* PROBLEM TO WORK ON
Resume the forum thread about the double-slit experiment by writing the next reply after its final post.

Did that experiment in lab, many years ago when I was failing to become a physicist. There's nothing strange about it


Jeah, that would explain why you don't get it. Nothing strange about it, lol.

Even Wikipedia thinks it's remarkable.


It is perhaps not so astounding that one knows nothing about what a light particle is doing between the time it is emitted from the sun and the time it triggers a reaction in one's retina, but the remarkable consequence discovered by this experiment is that anything that one does to try to locate a photon between the emitter and the detection screen will change the results of the experiment in a way that everyday experience would not lead one to expect. If, for instance, any device is used in any way that can determine whether a particle has passed through one slit or the other, the interference pattern formerly produced will then disappear.





What a load of stinkybollocks. The 'quantum eraser' experiment just says that if a particle went thisaway, it's entangled complement must have gone thataway. Your looking at it didn't have anything to do with it. Don't be so bigheaded, you don't control the world.

* DATA ROWS
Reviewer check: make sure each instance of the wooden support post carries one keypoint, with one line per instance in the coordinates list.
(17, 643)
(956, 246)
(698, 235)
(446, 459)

* FINAL RESULT
I don't think you get it:



The quantum eraser experiment is a double-slit experiment in which particle entanglement and selective polarization is used to determine which slit a particle goes through by measuring the particle's entangled partner. This entangled partner never enters the double slit experiment. Earlier experiments with the basic Young double-slit experiment had already determined that anything done to discover by which path (through slit a or through slit b) a photon traveled to the detection screen would destroy the interference effect that is responsible for the production of interference fringes on the detection screen.


I think you should do some more research on these experiment because you have no clue.

I'm not saying that I can control matter. Every possible situation is present in potential form, at the same place at the same time, our consciousness just materializes the one that corresponds with what we think and know.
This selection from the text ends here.